• _TEXT SEGMENT_:
It’s well known that excessive sitting and sedentary behaviour is not good for us. It’s even been compared to smoking in terms of the negative effect it can have on our health. And now researchers have found new evidence to suggest that longer periods of sedentary time (defined as any sitting/reclining activity with low energy expenditure) may be associated with the amount of fat deposited around internal organs.
The research involved 124 participants and the aim was to examine the associations between objectively measured sedentary time (total time spent sitting/reclining and prolonged bouts), breaks in sedentary time, and MRI-assessed body composition in a population at a high risk of type II diabetes, and to determine whether associations are mediated by the recommended levels of moderate to vigorous physical activity (MVPA).
At a 12-month follow-up measurement, participants were invited to undergo an MRI scan in addition to other study assessments. Through this scan, liver, visceral, subcutaneous and total abdominal fat (includes liver, subcutaneous and visceral fat) was quantified.
Following adjustment for age, sex, ethnicity, social deprivation, smoking status, lipid-lowering medication, randomisation arm, dietary fat intake, and time the accelerometer was worn, each 60 minutes of sedentary time was associated with 1.74 L higher total abdominal fat, 0.62 L higher visceral fat, 1.14 L higher subcutaneous fat and 1.86% higher liver fat. When results were stratified by MVPA (active vs inactive), sedentary time was associated with greater liver, visceral and total abdominal fat in the inactive group only.
According to the authors of the study, the results demonstrate that the associations between sedentary time and liver, visceral and total abdominal fat are stronger in those who do not reach the current exercise recommendations for health (< 150min/wk), whereas no significant associations were observed in the active (> 150min/wk) cohort. For individuals at high risk of type II diabetes, the results show that sedentary time is detrimentally associated with liver, visceral and total abdominal fat, independent of important confounders (including MVPA).

• _DATA TO EXAMINE_:
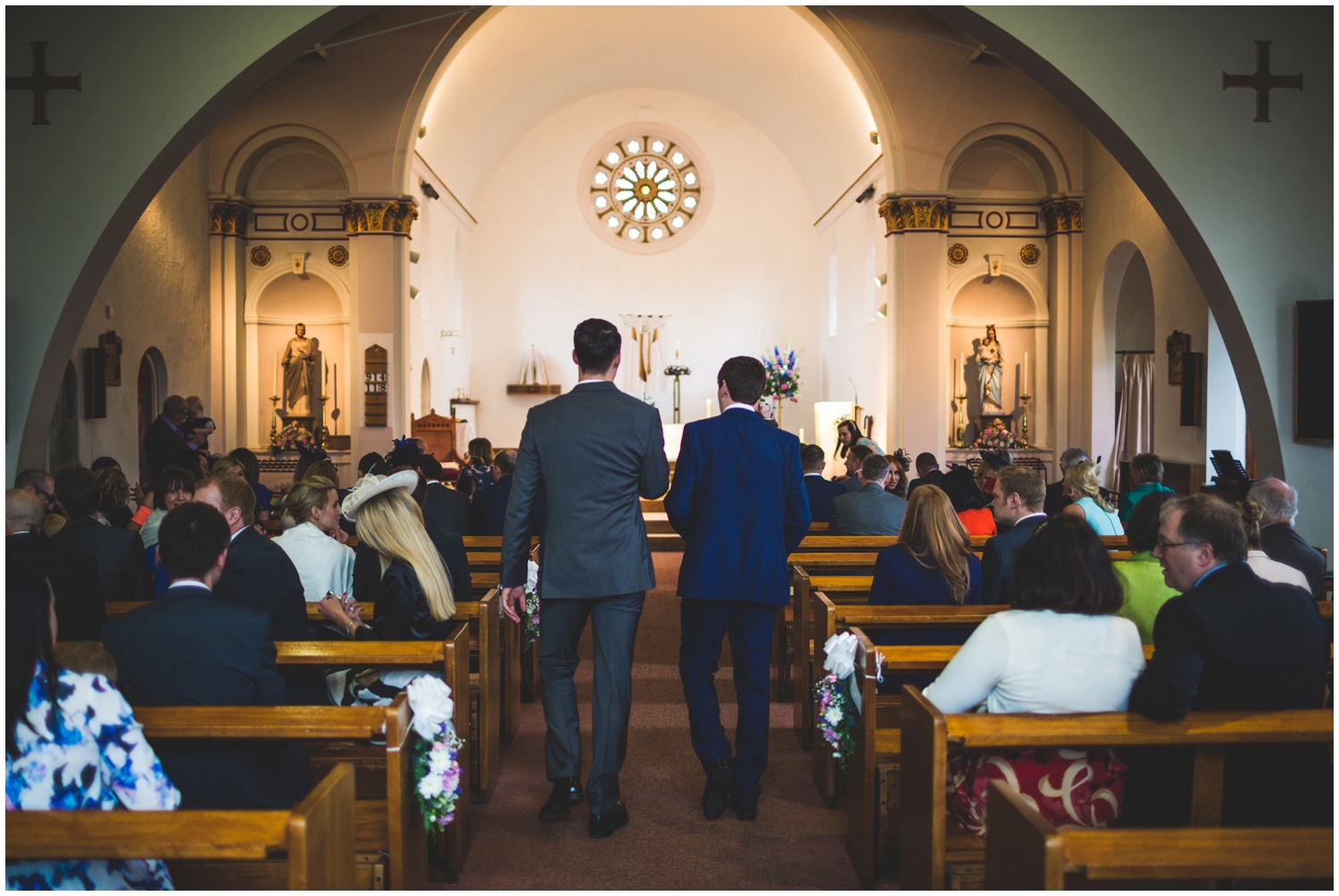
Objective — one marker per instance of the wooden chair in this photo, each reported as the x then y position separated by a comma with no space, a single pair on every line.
1025,852
315,837
929,842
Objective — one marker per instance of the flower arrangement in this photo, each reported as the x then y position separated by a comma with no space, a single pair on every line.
437,767
996,436
292,438
782,374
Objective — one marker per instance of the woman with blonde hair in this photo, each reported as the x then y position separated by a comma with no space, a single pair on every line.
324,566
1081,486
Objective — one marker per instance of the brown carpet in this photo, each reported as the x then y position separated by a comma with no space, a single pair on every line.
795,842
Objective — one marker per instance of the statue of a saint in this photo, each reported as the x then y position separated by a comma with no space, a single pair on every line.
990,372
300,372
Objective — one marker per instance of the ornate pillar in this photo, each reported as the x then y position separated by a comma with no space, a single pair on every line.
918,339
379,294
1063,217
228,217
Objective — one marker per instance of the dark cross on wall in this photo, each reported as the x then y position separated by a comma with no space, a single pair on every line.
1263,80
40,82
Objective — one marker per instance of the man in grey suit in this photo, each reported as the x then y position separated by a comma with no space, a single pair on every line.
868,510
592,454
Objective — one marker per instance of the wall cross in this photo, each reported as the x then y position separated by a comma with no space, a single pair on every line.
40,82
1263,80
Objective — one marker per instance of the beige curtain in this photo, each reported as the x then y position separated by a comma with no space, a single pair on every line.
1135,417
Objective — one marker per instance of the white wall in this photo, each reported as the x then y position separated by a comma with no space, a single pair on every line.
744,281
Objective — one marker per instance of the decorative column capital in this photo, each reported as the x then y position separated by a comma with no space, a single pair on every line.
1063,214
228,216
902,213
379,216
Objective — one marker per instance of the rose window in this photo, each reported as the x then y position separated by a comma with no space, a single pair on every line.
645,187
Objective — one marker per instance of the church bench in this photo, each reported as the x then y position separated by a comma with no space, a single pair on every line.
1025,852
927,735
315,837
378,741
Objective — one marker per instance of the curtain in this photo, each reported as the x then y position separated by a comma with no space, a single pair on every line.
1135,417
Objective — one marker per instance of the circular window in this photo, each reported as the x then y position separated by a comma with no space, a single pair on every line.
645,187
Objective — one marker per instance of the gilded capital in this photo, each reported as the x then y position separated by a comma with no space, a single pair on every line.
1063,216
228,217
904,213
391,216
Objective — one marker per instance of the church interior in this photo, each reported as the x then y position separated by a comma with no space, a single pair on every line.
362,224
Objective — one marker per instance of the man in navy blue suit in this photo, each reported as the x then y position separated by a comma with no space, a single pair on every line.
738,500
821,492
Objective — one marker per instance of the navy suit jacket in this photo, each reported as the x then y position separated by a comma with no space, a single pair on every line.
998,559
821,494
738,499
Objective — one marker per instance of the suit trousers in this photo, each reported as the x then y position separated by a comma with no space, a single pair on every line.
750,627
613,626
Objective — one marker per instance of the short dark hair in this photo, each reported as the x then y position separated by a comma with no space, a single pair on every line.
78,492
873,468
744,377
1148,468
1065,567
597,343
1141,528
1208,521
190,540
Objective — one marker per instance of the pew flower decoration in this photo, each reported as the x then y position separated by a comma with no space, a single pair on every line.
437,767
530,606
782,374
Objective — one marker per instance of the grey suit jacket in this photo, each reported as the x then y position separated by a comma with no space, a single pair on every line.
868,510
594,453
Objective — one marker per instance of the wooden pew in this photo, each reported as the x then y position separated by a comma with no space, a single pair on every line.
316,837
1025,852
929,842
387,817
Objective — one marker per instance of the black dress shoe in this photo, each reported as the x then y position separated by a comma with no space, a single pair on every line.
604,825
715,797
567,793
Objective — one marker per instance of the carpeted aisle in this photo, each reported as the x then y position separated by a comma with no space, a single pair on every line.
795,842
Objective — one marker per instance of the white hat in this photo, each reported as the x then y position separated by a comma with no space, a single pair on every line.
370,486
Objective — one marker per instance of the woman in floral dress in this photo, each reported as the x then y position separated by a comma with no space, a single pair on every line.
71,743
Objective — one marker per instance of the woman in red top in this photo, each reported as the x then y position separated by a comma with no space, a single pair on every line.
969,502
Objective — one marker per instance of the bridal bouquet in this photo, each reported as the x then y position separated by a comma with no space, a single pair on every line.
437,767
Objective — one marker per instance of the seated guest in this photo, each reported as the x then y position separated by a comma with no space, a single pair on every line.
1277,537
324,566
112,497
190,650
1060,649
971,505
854,459
1231,642
821,492
71,743
869,510
1055,497
1146,472
445,510
251,472
1259,560
120,555
1141,577
1019,494
173,488
1086,499
927,472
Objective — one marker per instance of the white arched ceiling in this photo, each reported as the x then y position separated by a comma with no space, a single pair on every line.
766,63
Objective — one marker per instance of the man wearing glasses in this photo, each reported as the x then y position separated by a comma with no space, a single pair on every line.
1231,641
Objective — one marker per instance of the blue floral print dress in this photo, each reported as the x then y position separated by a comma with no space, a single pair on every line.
96,759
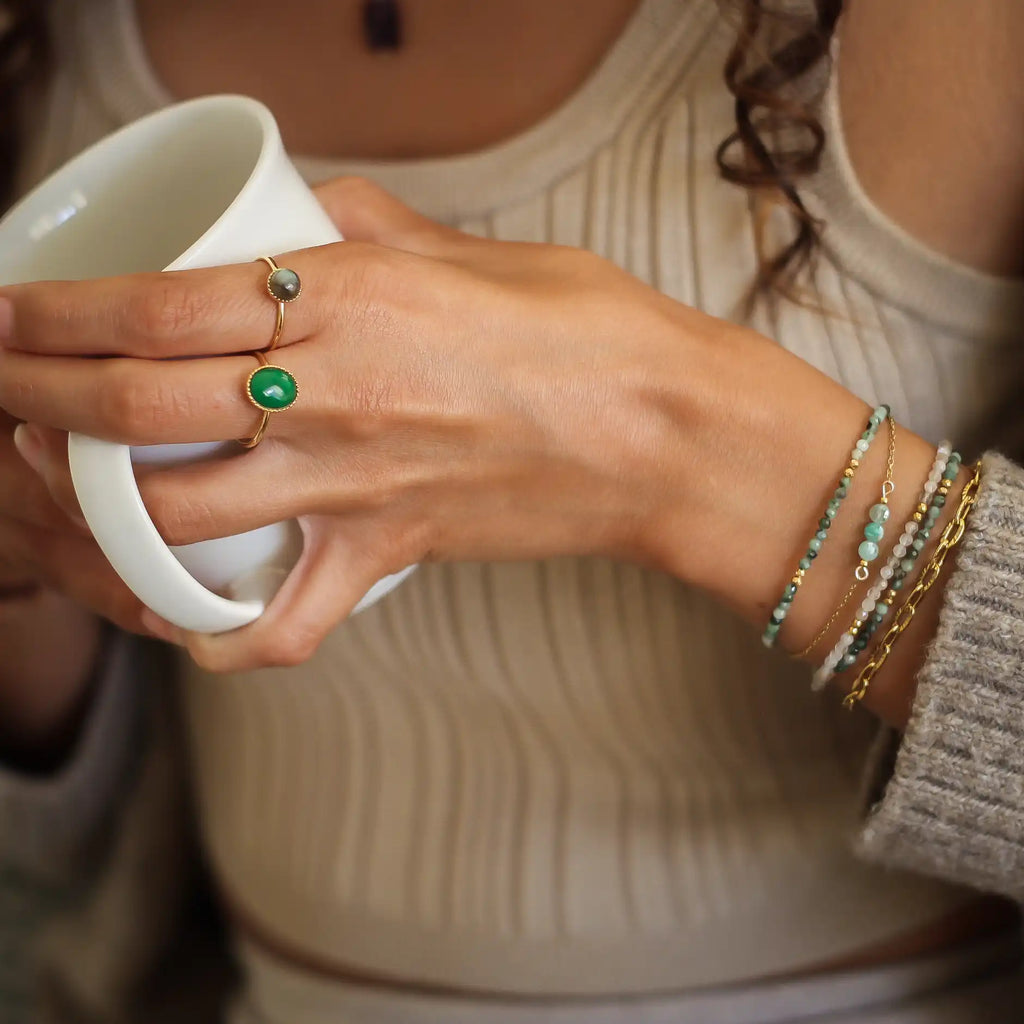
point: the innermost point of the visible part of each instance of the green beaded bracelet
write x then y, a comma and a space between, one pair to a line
926, 516
771, 631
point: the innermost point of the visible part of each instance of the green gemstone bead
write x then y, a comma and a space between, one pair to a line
284, 285
879, 513
873, 531
272, 388
868, 550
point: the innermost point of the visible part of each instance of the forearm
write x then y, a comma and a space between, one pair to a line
763, 448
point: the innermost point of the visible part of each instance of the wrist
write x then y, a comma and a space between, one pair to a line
765, 440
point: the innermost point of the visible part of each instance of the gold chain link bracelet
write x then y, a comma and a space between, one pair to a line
949, 539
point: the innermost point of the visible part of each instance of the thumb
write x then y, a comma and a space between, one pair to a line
365, 212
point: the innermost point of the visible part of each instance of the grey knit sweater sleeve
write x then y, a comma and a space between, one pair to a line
948, 799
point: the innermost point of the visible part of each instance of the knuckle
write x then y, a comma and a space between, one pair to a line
356, 188
178, 519
130, 408
291, 648
372, 275
159, 313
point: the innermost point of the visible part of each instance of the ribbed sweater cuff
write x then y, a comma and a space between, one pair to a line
951, 799
48, 825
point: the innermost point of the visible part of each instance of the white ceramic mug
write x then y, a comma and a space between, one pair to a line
201, 183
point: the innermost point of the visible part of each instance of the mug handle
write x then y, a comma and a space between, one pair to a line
108, 493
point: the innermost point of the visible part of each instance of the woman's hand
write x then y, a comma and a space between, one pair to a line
459, 398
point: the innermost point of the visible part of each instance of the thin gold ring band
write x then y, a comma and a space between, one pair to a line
261, 429
275, 391
275, 271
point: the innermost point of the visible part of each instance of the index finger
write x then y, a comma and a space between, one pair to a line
215, 310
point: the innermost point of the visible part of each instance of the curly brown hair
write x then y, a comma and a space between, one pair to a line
777, 139
23, 57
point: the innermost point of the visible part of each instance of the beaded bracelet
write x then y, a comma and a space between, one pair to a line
950, 538
875, 529
878, 515
872, 609
905, 552
771, 630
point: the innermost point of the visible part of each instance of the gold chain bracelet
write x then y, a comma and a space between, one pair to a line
949, 539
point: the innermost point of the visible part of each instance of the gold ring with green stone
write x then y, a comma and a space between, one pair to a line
283, 286
270, 389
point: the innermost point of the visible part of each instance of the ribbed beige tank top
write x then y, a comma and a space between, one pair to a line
576, 776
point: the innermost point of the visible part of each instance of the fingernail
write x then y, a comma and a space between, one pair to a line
6, 320
30, 446
161, 628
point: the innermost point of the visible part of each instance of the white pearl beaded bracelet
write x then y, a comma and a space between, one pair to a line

• _PROBLEM STATEMENT_: Copy everything from "The research involved" down to "fat) was quantified." in the article on sedentary time, changing "participants" to "subjects" throughout. The entries are separate material and are unrelated to the article on sedentary time.

• _ANSWER BELOW_:
The research involved 124 subjects and the aim was to examine the associations between objectively measured sedentary time (total time spent sitting/reclining and prolonged bouts), breaks in sedentary time, and MRI-assessed body composition in a population at a high risk of type II diabetes, and to determine whether associations are mediated by the recommended levels of moderate to vigorous physical activity (MVPA).
At a 12-month follow-up measurement, subjects were invited to undergo an MRI scan in addition to other study assessments. Through this scan, liver, visceral, subcutaneous and total abdominal fat (includes liver, subcutaneous and visceral fat) was quantified.